Written problem A:
In the Mi Tierra bar piece, who came down the hall after someone rattled the gate?

Text passage:
______________________________
Mi Tierra & The Botero Museum: Week 224

Entrance to Mi Tierra: Bogotá, Colombia

Mi Tierra is reached via a long hall lined with vintage posters and punctuated with a neon sign. Unlike the bars on the other side of the church square, there was no one waiting outside to hustle you in. And unless you knew about the bar, the inability to see into the venue from the sidewalk might be a bit dissuasive.

Luckily Tiffany, one of my colleagues, was in the know. She rounded up a large group of people from our training program and we set out on foot for the Chapinero venue. It was about ten o’clock when we arrived only to discover a metal gate blocking the entrance. Our hearts sank.

Someone rattled the gate and called down the hall. A minute or two passed without a sign of movement and then we heard footsteps approaching. It was Arturo, the owner.

Mi amor,” he affectionately called out to Tiffany. “¿Cómo estás?

Stuffed dog decoration inside Mi Tierra: Bogotá, Colombia

Of course the bar was open. Come in, come in. I wasn’t quite sure if they had opened up just for us, or if they just kept the gate closed when the venue wasn’t busy. It kind of seemed like in Bogotá, if there were enough people, anything could be reopened.
______________________________
Provided records:

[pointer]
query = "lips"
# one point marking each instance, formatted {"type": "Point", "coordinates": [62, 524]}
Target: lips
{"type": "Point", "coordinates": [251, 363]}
______________________________
Written problem B:
Convert each line of the listing above into a row of a Markdown table with the columns Row and Line, and leave out any blank lines.

Worked answer A:
Arturo, the owner of the bar.

Worked answer B:
| Row | Line |
|---|---|
| 1 | [pointer] |
| 2 | query = "lips" |
| 3 | # one point marking each instance, formatted {"type": "Point", "coordinates": [62, 524]} |
| 4 | Target: lips |
| 5 | {"type": "Point", "coordinates": [251, 363]} |